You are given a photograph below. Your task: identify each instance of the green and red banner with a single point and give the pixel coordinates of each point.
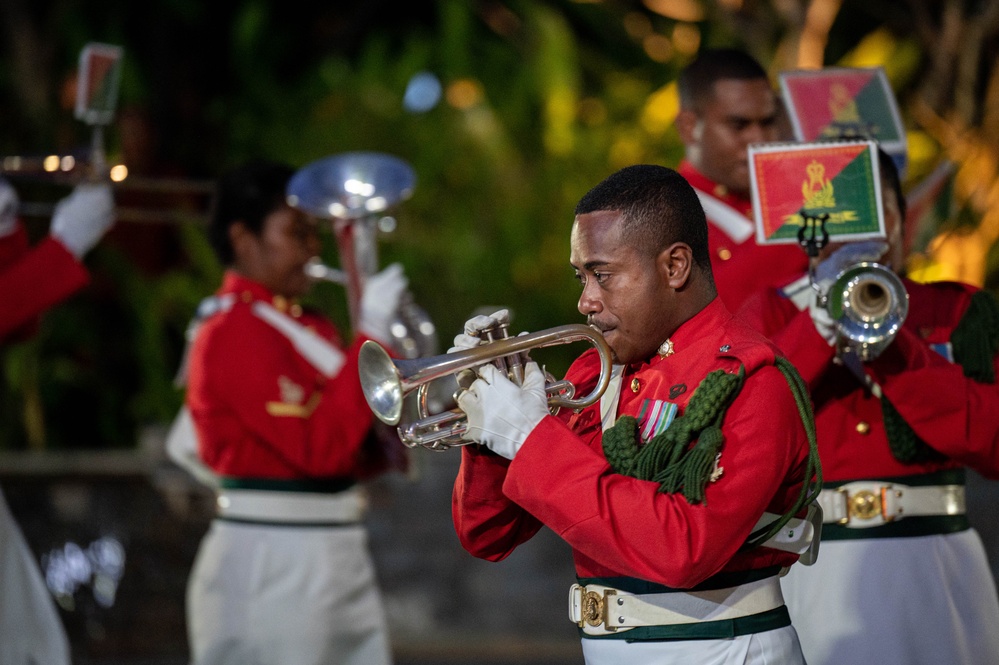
(97, 83)
(838, 103)
(795, 185)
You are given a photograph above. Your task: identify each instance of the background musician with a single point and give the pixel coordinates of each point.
(903, 581)
(284, 574)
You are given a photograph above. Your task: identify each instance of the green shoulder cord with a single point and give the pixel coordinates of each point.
(669, 460)
(975, 342)
(813, 467)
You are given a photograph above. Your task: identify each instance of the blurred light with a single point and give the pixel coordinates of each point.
(686, 38)
(661, 109)
(423, 92)
(637, 25)
(100, 566)
(592, 111)
(355, 186)
(386, 224)
(464, 94)
(680, 10)
(658, 48)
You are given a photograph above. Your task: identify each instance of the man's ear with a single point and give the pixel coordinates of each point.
(239, 238)
(675, 264)
(686, 126)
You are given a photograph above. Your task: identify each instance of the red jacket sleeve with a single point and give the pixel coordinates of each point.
(35, 281)
(263, 411)
(489, 525)
(561, 481)
(952, 413)
(792, 330)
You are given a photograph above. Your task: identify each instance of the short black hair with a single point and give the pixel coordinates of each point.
(247, 194)
(696, 81)
(660, 208)
(891, 177)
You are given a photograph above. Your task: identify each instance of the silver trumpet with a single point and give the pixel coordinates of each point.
(386, 382)
(355, 190)
(868, 304)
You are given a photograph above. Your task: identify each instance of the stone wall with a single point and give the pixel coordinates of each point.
(444, 606)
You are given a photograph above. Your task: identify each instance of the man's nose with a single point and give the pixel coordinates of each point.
(589, 301)
(758, 132)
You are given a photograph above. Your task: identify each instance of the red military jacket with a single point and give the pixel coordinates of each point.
(261, 410)
(33, 279)
(619, 525)
(740, 266)
(953, 414)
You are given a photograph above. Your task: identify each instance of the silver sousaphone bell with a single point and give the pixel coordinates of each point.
(355, 190)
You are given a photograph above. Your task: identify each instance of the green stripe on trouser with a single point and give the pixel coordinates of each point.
(704, 630)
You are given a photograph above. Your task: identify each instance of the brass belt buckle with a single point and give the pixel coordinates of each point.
(594, 607)
(864, 505)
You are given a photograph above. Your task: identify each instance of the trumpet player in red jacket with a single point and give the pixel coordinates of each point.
(284, 574)
(901, 576)
(32, 280)
(662, 486)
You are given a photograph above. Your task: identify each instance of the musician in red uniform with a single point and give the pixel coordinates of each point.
(668, 553)
(901, 577)
(284, 574)
(727, 103)
(33, 279)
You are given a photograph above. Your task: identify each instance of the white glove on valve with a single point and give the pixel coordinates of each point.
(821, 319)
(380, 302)
(475, 325)
(502, 414)
(82, 218)
(8, 208)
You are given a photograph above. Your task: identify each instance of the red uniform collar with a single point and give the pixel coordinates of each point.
(700, 181)
(692, 331)
(247, 290)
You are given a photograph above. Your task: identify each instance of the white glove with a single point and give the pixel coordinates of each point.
(8, 208)
(82, 218)
(502, 414)
(380, 302)
(475, 325)
(847, 255)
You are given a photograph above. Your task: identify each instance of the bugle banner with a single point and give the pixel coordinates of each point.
(837, 182)
(845, 103)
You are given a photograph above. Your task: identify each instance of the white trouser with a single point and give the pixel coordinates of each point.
(897, 601)
(31, 630)
(774, 647)
(276, 594)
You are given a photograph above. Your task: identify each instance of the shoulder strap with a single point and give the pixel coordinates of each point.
(732, 222)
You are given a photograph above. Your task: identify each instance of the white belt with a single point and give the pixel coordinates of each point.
(869, 503)
(344, 507)
(601, 610)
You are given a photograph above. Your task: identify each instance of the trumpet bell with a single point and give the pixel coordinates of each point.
(351, 185)
(381, 383)
(386, 382)
(869, 303)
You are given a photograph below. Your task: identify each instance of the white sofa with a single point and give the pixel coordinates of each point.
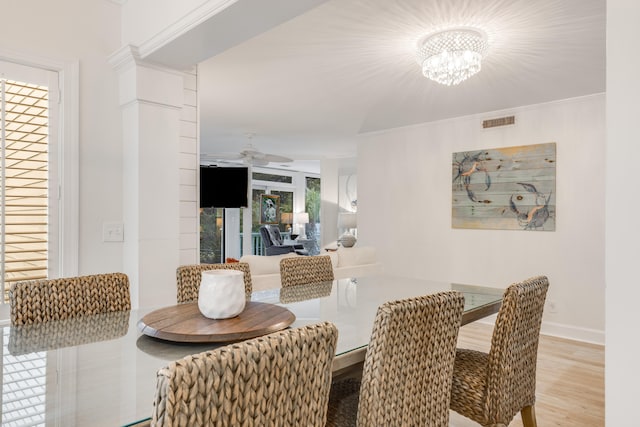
(347, 262)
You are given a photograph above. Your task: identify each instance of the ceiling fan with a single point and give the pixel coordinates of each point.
(249, 155)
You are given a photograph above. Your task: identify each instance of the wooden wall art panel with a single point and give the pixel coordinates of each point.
(510, 188)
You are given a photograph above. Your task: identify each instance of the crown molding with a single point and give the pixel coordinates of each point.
(182, 26)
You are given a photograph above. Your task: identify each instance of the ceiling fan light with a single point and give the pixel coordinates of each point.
(449, 57)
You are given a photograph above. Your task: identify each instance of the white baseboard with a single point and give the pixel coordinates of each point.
(573, 333)
(560, 330)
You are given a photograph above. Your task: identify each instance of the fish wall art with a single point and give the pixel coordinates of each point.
(510, 188)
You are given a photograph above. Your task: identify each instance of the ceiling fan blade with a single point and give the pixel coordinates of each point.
(221, 156)
(254, 161)
(276, 158)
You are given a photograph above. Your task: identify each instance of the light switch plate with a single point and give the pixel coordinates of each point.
(112, 232)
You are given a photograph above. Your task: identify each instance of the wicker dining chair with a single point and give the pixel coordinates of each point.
(282, 379)
(305, 269)
(406, 378)
(38, 301)
(188, 279)
(492, 388)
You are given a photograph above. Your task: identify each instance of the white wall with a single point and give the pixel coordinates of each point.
(332, 170)
(54, 32)
(404, 208)
(189, 172)
(623, 230)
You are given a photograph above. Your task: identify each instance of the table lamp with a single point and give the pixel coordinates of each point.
(347, 221)
(287, 219)
(301, 218)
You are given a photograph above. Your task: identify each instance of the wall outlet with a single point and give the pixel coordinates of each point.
(112, 232)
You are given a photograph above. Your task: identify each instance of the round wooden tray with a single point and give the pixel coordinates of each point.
(185, 323)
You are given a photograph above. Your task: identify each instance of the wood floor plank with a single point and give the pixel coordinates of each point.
(570, 380)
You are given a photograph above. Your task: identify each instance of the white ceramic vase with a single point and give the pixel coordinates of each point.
(221, 294)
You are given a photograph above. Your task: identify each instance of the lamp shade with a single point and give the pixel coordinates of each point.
(301, 218)
(347, 220)
(286, 218)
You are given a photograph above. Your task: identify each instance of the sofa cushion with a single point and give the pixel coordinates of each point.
(358, 255)
(261, 264)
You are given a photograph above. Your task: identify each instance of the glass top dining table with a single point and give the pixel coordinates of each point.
(101, 370)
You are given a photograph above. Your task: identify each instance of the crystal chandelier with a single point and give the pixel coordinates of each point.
(452, 56)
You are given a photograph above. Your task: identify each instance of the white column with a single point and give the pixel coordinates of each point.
(150, 98)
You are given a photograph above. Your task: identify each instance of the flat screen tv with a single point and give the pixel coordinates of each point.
(224, 187)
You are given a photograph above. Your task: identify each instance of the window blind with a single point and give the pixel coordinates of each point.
(23, 181)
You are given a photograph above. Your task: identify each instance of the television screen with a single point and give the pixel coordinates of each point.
(225, 187)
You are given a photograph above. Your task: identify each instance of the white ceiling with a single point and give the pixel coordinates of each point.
(307, 87)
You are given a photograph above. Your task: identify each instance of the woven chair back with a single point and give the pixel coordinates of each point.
(407, 373)
(282, 379)
(511, 373)
(305, 269)
(188, 278)
(58, 299)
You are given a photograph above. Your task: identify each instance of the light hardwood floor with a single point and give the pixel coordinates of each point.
(570, 380)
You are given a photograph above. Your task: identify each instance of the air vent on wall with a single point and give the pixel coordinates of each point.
(502, 121)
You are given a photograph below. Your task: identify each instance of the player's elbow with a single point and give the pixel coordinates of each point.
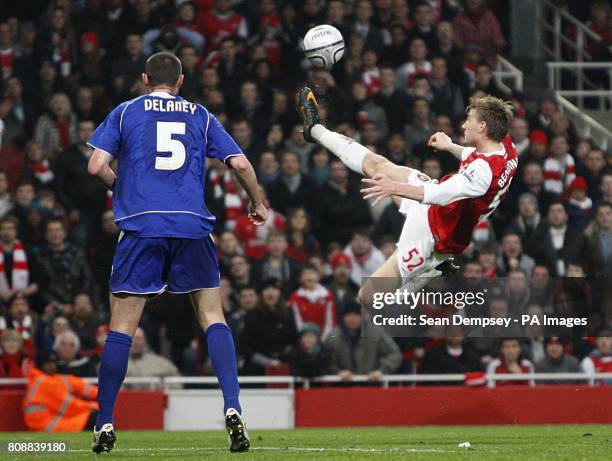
(239, 163)
(94, 167)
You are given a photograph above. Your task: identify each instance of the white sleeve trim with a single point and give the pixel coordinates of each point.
(473, 182)
(465, 153)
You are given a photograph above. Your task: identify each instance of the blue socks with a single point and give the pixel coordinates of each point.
(113, 368)
(223, 357)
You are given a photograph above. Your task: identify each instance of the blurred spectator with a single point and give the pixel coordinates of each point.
(510, 361)
(292, 188)
(18, 270)
(301, 243)
(528, 219)
(363, 26)
(357, 348)
(365, 110)
(57, 130)
(276, 264)
(64, 269)
(102, 248)
(447, 95)
(48, 328)
(268, 168)
(67, 346)
(221, 22)
(600, 359)
(25, 196)
(13, 357)
(309, 357)
(86, 107)
(312, 302)
(423, 28)
(248, 299)
(83, 198)
(227, 247)
(454, 356)
(254, 237)
(268, 333)
(84, 323)
(37, 168)
(532, 180)
(420, 129)
(143, 362)
(417, 65)
(512, 256)
(296, 143)
(556, 361)
(533, 345)
(343, 289)
(519, 132)
(128, 69)
(345, 209)
(365, 257)
(6, 200)
(559, 167)
(394, 101)
(20, 319)
(547, 107)
(593, 171)
(56, 402)
(555, 244)
(579, 205)
(538, 147)
(240, 271)
(599, 239)
(477, 25)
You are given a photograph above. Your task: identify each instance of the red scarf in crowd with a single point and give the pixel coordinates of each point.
(63, 128)
(21, 270)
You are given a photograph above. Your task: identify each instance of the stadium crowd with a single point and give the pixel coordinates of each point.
(289, 287)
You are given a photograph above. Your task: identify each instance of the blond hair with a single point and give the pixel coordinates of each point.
(496, 113)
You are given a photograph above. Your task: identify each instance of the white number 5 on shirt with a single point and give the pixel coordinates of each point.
(165, 143)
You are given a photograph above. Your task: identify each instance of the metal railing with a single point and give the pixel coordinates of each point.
(552, 20)
(585, 124)
(291, 381)
(508, 76)
(604, 95)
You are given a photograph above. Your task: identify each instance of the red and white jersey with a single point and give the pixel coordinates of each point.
(461, 200)
(497, 366)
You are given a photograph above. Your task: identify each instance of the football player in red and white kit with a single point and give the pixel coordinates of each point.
(440, 216)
# # #
- **DIRECTION**: Set down, exactly and in full, the lines from the one containing "of the stadium" through the end of the entries; no other line belongs.

- **TASK SOLUTION**:
You are given a photograph above. Your task: identify each instance of the stadium crowd with a single point and give the pixel coordinates of each point.
(289, 287)
You are given a photograph above. Your task: identify each instance of the blond hair with a single point and give the pixel coordinates of each point.
(496, 113)
You are given a photograph above. Your task: identify each instance of the white number 5 on shirt with a single point and give the pixel coordinates of each point.
(165, 143)
You are given a photograph above. Your task: identify each instance of the metal railing with a single point and give the pixel coordinates of each point.
(552, 20)
(585, 124)
(291, 381)
(508, 76)
(604, 95)
You are given a photograph above. Your task: identify each instance of the red and white jersey with a single point and give the pixel coordinates of each point.
(461, 200)
(497, 366)
You are given a photograph above. Your task: identify each instance of the football player in red and white kit with a single point and give the pixel coordinates of each point.
(440, 216)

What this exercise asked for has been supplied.